■ Task list
a - Answer these questions about the Burlington Island race account, one line each:
(i) How many boats took part in the race?
(ii) At about what time did the race start?
(iii) Which boat was the only keel boat in the race?
b - Continue the account of Bluebird in the Burlington Island race from its last sentence.

==== Text provided

John Morrison described Bluebird's voyage yesterday in the Burlington Island race this way: Doug sailed and I bailed.
There were five boats in the race. Bluebird finished third. It was a great day for sailing and a good learning experience. Now Bluebird is on land for the rest of the year.
The forecast was for 20 to 25 knots with gusts to 45. At noon, the wind was a steady 14 with gusts over 30. The same was true when the race started at about 1:30 p.m.
No one was familiar with the unorthodox starting regimen: A blast on the horn at three minutes, three blasts at one minute, two blasts at thirty seconds and one blast at the start -- I think.
John and I got aboard Bluebird on its mooring and struggled with the rig, trying to get the boat ready to race. The jib sheets snapped back and forth and tied themselves into a knot. We spent time tying a reef in the mainsail, never before having done that. But we managed to be on the correct side of the starting line when the final horn sounded.
But we were about 200 yards from the line, whereas the smallest boat in the race, being launched from the beach, was right at the line at the start. The other three boats were behind us, including another O'Day Mariner, a McGregor Venture and a Sea Sprite, the only keel boat in the race, painted a dazzling shade of red.
The wind was from the north-northwest, so we were on a broad reach heading upstream against the current. The river heads east northeast for a mile, passing under the Burlington-Bristol drawbridge and then veering north northeast to round Burlington Island. We had a choice to sail around the island or to round a red buoy upstream of the island.
Before we reached the bridge, Bluebird was planing, skimming across the water with the centerboard raised not quite all the way. We were pulling away from the Sea Sprite, which at first had only its genoa raised. The other Mariner and the Venture were at the rear, but within sight all the way.
After passing under the bridge, we were abeam of the lead boat. But now, turning to port to round the island, we were beating into the wind, and the air was coming at us in blasts.
It was now that I made my first mistake as helmsman.
One blast heeled Bluebird sharply. I did not react swiftly to spill the air from the mainsail. The result was that we heeled all the way over and the river came in over the starboard rail.

========
==== Excerpted records

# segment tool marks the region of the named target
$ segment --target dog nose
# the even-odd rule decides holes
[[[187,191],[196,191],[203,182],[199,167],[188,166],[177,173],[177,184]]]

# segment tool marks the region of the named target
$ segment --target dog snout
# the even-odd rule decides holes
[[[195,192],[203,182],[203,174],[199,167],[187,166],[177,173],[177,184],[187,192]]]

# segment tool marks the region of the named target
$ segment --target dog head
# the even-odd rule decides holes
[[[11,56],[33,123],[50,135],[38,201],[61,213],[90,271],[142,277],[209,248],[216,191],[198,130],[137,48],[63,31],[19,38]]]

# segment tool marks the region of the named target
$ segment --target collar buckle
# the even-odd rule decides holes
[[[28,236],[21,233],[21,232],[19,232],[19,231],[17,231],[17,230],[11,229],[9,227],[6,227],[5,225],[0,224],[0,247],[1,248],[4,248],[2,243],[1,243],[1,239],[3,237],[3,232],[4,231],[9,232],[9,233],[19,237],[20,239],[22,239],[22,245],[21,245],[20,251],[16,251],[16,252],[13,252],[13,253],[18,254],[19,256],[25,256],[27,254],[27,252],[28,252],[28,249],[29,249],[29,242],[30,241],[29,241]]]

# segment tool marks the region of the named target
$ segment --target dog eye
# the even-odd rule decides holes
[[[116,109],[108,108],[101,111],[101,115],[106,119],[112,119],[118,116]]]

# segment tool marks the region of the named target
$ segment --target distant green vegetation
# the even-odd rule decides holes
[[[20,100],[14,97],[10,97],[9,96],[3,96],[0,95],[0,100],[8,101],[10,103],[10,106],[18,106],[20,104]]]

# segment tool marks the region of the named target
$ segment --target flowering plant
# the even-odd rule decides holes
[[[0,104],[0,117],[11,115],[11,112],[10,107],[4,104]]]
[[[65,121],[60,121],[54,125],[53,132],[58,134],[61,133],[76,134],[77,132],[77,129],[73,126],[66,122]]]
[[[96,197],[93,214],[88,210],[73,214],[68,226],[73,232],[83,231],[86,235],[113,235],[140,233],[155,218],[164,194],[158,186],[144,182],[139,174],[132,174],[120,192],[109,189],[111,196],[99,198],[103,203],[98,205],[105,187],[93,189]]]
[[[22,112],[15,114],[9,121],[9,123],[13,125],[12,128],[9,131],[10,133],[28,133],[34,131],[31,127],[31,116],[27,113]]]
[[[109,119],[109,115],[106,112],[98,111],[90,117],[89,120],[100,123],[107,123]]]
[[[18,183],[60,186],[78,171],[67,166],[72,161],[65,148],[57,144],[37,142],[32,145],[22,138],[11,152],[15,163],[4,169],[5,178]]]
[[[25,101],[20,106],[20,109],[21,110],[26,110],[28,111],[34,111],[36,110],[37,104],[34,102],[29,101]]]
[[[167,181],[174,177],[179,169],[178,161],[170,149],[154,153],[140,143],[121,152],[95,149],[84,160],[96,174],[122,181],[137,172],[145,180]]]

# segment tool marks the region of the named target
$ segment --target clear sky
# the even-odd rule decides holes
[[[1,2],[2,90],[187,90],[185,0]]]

========

■ Task responses
a -
(i) Five
(ii) About 1:30 p.m.
(iii) The Sea Sprite

b -
When you do this on Robin or another big boat, the water may fill the cockpit, but it will drain back overboard. Not so aboard Bluebird, which has no self bailing cockpit.
I handled the succeeding blasts properly, and we rounded the red buoy in second place, about the same distance behind the lead boat, sailed by Paul Zeigler and his big son, as we had been at the start.
But Rich, Mary and Sarah Vishton in the Sea Sprite were closing on us as we tacked back along the side of the island. They finally passed us when we closed in on the bridge.
Now twice in succession I forgot to spill the mainsail when we were hit by blasts and river water was sloshing around in the cockpit and the cabin. John began bailing with a cut-off plastic gallon jug and I tried to keep from having to tack.
John turned 80 last month. Some 60 year olds make John look decidedly younger than they appear. He's in good shape, to say the least.
But what I did to him was obscene. There he was, bent over the centerboard or the port rail, his ass and elbows pointed toward the bright blue sky, his arm working furiously, emptying Bluebid. His was a gallant performance.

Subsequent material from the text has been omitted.